Task ▸
Copy the data below exactly.

==== Data to use

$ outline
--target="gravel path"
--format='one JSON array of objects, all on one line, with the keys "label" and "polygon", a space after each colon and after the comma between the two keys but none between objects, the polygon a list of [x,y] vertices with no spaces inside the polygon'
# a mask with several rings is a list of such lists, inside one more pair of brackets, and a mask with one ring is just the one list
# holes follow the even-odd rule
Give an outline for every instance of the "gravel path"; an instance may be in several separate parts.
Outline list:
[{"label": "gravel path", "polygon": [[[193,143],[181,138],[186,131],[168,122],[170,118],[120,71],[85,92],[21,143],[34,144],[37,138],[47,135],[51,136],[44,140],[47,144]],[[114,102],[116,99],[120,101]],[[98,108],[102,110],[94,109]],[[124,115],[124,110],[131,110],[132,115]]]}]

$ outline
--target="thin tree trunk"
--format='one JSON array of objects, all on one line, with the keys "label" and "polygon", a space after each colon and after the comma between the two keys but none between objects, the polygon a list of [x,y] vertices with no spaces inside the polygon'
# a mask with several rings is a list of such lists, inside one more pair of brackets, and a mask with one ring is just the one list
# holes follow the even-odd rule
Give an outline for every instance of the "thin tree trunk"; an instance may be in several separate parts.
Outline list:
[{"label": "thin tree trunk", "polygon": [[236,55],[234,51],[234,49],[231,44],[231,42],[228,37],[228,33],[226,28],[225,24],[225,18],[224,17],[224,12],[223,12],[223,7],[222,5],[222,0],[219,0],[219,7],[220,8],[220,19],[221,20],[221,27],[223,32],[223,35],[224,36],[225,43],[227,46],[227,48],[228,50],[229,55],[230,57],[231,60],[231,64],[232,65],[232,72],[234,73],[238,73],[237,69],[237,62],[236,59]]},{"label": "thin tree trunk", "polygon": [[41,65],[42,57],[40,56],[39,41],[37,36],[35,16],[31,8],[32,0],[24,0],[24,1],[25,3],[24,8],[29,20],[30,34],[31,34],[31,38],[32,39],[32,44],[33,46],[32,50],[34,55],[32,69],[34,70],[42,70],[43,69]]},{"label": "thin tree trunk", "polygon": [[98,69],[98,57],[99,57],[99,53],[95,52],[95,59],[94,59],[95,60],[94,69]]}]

========

Final result ▸
$ outline
--target="gravel path"
--format='one JSON array of objects, all on one line, with the keys "label" and "polygon", a space after each colon and after the comma between the two keys but none between objects, the polygon a list of [x,y] vertices with no spaces inside the polygon'
# a mask with several rings is a list of such lists, inside one more pair of brackets, and a mask with one ring is just the one list
# holes follow the even-odd rule
Give an outline for every instance of the "gravel path"; an instance may be in several separate parts.
Outline list:
[{"label": "gravel path", "polygon": [[[193,143],[181,138],[186,131],[168,122],[170,118],[120,71],[85,92],[21,143],[34,144],[37,138],[47,135],[51,136],[44,140],[47,144]],[[114,102],[116,99],[120,101]],[[98,108],[102,110],[94,109]],[[124,115],[124,110],[131,110],[132,115]]]}]

$ outline
--target="thin tree trunk"
--format='one JSON array of objects, all on one line, with the keys "label" and "polygon", a space after each colon and after the comma between the two keys but none between objects, the polygon a list of [x,y] vertices with no spaces inside the polygon'
# a mask with several rings is a list of such lists, inside one more pair of brackets, and a mask with one ring is just the one list
# holes follow the even-odd rule
Give an outline for every instance of the "thin tree trunk"; an instance may be in several separate parts.
Outline list:
[{"label": "thin tree trunk", "polygon": [[236,55],[234,51],[234,49],[231,44],[231,42],[228,37],[228,33],[226,28],[225,24],[225,18],[224,17],[224,12],[223,12],[223,7],[222,5],[222,0],[219,0],[219,7],[220,8],[220,19],[221,20],[221,27],[223,32],[223,35],[224,36],[225,43],[227,46],[227,48],[228,50],[229,55],[230,57],[231,60],[231,64],[232,65],[232,72],[234,73],[238,73],[237,69],[237,62],[236,59]]},{"label": "thin tree trunk", "polygon": [[41,65],[42,57],[40,56],[39,41],[37,36],[35,16],[31,8],[32,0],[24,0],[24,1],[25,3],[24,8],[29,20],[30,34],[31,34],[31,38],[32,39],[32,44],[33,46],[32,50],[34,55],[32,69],[34,70],[42,70],[43,69]]},{"label": "thin tree trunk", "polygon": [[98,69],[98,57],[99,57],[99,53],[95,52],[95,59],[94,59],[95,60],[94,69]]}]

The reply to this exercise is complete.